-- WRITTEN INSTRUCTION --
Return every line below that contains the string "sign", treating uppercase and lowercase as different.

[Items stored from a collection]
----

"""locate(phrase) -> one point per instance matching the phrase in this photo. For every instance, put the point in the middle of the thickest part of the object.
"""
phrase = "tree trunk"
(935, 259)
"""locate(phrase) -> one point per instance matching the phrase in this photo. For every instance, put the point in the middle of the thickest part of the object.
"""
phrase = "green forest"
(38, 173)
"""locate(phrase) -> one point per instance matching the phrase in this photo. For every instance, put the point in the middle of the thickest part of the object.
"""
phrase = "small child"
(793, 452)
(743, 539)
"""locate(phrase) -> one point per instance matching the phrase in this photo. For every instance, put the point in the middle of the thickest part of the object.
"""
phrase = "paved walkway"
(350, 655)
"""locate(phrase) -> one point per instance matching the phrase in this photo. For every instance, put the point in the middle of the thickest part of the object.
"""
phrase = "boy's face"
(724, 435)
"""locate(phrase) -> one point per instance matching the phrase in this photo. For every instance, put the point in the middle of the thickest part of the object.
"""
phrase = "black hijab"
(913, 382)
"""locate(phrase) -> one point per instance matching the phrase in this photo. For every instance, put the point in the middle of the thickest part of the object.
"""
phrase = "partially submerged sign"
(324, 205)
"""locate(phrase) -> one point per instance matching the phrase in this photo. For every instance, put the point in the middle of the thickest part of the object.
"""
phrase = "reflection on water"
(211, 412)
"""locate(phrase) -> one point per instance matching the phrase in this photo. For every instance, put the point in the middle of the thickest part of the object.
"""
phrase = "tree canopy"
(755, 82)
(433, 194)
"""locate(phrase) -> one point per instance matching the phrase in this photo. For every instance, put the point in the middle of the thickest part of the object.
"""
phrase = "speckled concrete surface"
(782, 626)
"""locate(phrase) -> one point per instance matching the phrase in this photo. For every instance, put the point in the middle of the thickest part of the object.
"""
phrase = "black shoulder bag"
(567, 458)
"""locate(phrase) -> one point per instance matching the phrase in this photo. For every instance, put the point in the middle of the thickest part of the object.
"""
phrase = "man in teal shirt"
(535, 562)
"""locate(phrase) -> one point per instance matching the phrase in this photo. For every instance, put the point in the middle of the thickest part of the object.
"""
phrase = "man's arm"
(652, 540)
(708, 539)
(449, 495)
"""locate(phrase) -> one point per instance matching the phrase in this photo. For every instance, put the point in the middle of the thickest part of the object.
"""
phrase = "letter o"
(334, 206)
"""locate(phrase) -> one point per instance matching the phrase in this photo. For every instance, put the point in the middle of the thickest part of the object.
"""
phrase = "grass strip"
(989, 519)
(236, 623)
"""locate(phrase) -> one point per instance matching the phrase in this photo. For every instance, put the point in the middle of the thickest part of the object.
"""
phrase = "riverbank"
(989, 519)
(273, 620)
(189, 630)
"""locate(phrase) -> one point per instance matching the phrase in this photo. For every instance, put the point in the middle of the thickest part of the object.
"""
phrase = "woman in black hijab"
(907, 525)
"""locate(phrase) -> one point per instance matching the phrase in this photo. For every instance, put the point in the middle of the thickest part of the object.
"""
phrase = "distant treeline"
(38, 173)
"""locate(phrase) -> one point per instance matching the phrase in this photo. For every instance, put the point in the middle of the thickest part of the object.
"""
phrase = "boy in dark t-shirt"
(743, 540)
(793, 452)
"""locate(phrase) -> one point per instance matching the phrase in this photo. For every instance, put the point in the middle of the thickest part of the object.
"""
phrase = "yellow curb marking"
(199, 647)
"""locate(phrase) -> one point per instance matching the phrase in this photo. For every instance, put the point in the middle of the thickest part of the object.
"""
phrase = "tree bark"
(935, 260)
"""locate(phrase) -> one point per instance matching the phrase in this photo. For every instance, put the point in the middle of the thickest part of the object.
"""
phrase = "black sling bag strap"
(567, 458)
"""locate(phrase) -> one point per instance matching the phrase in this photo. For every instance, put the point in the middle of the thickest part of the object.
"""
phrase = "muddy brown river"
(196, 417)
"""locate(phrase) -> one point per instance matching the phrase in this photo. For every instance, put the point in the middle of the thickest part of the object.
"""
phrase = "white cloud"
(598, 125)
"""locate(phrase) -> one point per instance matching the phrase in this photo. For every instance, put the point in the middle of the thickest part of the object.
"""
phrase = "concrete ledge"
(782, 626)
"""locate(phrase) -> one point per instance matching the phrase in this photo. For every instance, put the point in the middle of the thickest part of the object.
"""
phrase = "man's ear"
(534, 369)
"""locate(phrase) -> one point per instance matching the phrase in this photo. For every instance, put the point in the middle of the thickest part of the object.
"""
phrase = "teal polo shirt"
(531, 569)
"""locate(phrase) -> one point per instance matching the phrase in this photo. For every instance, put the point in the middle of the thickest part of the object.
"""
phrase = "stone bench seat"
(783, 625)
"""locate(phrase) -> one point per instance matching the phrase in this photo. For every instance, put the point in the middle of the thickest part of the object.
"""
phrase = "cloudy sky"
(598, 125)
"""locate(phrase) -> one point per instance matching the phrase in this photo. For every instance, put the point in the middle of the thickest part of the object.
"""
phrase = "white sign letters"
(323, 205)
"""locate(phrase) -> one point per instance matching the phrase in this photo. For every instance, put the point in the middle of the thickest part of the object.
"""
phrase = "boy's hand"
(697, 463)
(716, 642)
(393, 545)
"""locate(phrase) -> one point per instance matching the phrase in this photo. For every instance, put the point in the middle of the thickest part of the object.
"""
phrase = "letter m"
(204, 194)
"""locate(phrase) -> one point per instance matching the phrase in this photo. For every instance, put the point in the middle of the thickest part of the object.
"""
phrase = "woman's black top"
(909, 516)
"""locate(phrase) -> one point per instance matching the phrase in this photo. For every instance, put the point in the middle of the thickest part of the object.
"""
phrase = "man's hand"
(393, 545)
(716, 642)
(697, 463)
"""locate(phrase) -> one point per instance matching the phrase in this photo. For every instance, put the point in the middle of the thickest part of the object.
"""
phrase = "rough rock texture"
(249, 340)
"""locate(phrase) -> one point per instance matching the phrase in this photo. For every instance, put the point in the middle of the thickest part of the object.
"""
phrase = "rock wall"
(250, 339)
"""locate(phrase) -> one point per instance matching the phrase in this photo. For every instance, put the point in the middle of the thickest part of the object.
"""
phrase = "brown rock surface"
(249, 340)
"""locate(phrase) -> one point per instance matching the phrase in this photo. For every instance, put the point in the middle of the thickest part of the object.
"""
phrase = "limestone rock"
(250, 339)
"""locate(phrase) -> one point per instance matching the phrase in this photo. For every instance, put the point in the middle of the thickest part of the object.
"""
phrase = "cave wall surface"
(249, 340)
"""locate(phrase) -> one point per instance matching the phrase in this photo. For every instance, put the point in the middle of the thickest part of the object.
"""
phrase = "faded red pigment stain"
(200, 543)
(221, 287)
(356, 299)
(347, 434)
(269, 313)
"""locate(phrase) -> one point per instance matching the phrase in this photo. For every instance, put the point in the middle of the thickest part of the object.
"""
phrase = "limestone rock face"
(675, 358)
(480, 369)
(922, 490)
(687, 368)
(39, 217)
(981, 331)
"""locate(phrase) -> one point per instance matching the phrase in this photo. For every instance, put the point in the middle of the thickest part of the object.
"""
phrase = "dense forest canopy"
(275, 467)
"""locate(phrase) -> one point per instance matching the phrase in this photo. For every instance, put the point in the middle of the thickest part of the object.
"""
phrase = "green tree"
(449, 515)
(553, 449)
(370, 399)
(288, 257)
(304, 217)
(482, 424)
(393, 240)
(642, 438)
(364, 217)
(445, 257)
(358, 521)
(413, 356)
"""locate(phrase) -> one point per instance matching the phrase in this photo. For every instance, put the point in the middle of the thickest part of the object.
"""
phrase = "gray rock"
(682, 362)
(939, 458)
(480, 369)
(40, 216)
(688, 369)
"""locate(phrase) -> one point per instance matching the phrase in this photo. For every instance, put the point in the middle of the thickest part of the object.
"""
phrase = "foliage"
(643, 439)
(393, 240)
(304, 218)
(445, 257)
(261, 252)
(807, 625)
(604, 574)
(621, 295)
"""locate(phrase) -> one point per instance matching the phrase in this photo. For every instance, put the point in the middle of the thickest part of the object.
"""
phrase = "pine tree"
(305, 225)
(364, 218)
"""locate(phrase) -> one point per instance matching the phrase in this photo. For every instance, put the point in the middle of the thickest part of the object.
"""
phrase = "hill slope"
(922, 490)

----

-- TASK RESULT --
phrase = "partially submerged sign"
phrase = "white sign letters"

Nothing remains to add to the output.